Image location labeling entries:

====

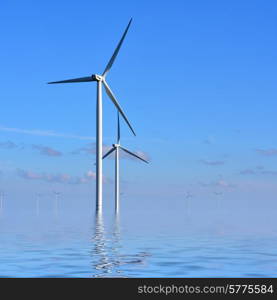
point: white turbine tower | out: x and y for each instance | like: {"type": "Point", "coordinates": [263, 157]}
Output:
{"type": "Point", "coordinates": [1, 201]}
{"type": "Point", "coordinates": [102, 79]}
{"type": "Point", "coordinates": [116, 147]}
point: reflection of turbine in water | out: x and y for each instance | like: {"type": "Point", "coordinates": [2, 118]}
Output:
{"type": "Point", "coordinates": [56, 202]}
{"type": "Point", "coordinates": [100, 248]}
{"type": "Point", "coordinates": [107, 250]}
{"type": "Point", "coordinates": [38, 195]}
{"type": "Point", "coordinates": [218, 194]}
{"type": "Point", "coordinates": [187, 196]}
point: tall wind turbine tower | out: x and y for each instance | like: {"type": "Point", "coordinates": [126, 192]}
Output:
{"type": "Point", "coordinates": [101, 80]}
{"type": "Point", "coordinates": [116, 147]}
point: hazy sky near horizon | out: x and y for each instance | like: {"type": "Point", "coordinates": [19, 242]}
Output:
{"type": "Point", "coordinates": [197, 80]}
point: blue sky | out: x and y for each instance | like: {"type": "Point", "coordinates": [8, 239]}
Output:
{"type": "Point", "coordinates": [197, 80]}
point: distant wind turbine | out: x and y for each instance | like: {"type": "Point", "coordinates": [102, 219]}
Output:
{"type": "Point", "coordinates": [57, 194]}
{"type": "Point", "coordinates": [116, 147]}
{"type": "Point", "coordinates": [102, 79]}
{"type": "Point", "coordinates": [1, 200]}
{"type": "Point", "coordinates": [38, 195]}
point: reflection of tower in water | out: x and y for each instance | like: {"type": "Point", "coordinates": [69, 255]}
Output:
{"type": "Point", "coordinates": [107, 257]}
{"type": "Point", "coordinates": [100, 252]}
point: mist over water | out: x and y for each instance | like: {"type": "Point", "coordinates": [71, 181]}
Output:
{"type": "Point", "coordinates": [156, 241]}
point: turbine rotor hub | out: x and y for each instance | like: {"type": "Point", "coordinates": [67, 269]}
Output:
{"type": "Point", "coordinates": [98, 77]}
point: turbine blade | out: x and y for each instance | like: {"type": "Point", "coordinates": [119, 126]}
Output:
{"type": "Point", "coordinates": [133, 154]}
{"type": "Point", "coordinates": [81, 79]}
{"type": "Point", "coordinates": [111, 61]}
{"type": "Point", "coordinates": [109, 152]}
{"type": "Point", "coordinates": [115, 102]}
{"type": "Point", "coordinates": [118, 128]}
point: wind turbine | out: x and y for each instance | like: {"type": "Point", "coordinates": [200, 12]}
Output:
{"type": "Point", "coordinates": [101, 79]}
{"type": "Point", "coordinates": [56, 203]}
{"type": "Point", "coordinates": [116, 147]}
{"type": "Point", "coordinates": [1, 201]}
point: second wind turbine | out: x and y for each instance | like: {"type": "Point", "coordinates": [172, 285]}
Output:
{"type": "Point", "coordinates": [116, 147]}
{"type": "Point", "coordinates": [101, 79]}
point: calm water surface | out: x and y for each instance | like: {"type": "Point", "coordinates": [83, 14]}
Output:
{"type": "Point", "coordinates": [136, 244]}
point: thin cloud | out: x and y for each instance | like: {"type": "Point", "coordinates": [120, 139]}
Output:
{"type": "Point", "coordinates": [44, 150]}
{"type": "Point", "coordinates": [208, 141]}
{"type": "Point", "coordinates": [45, 133]}
{"type": "Point", "coordinates": [212, 162]}
{"type": "Point", "coordinates": [260, 170]}
{"type": "Point", "coordinates": [267, 152]}
{"type": "Point", "coordinates": [218, 184]}
{"type": "Point", "coordinates": [56, 178]}
{"type": "Point", "coordinates": [8, 145]}
{"type": "Point", "coordinates": [247, 172]}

====

WHAT TO PRODUCE:
Copy the stretch from the line containing "point: calm water" through the end of the data, switching "thin cloud" to "wispy cloud" and keeping everything else the same.

SOLUTION:
point: calm water surface | out: x and y for each instance | like: {"type": "Point", "coordinates": [83, 14]}
Output:
{"type": "Point", "coordinates": [136, 244]}
point: wispy cloud | out: x and y for each instance | like: {"type": "Point", "coordinates": [120, 139]}
Output:
{"type": "Point", "coordinates": [44, 150]}
{"type": "Point", "coordinates": [208, 141]}
{"type": "Point", "coordinates": [45, 133]}
{"type": "Point", "coordinates": [212, 162]}
{"type": "Point", "coordinates": [260, 170]}
{"type": "Point", "coordinates": [267, 152]}
{"type": "Point", "coordinates": [218, 184]}
{"type": "Point", "coordinates": [56, 178]}
{"type": "Point", "coordinates": [8, 145]}
{"type": "Point", "coordinates": [247, 172]}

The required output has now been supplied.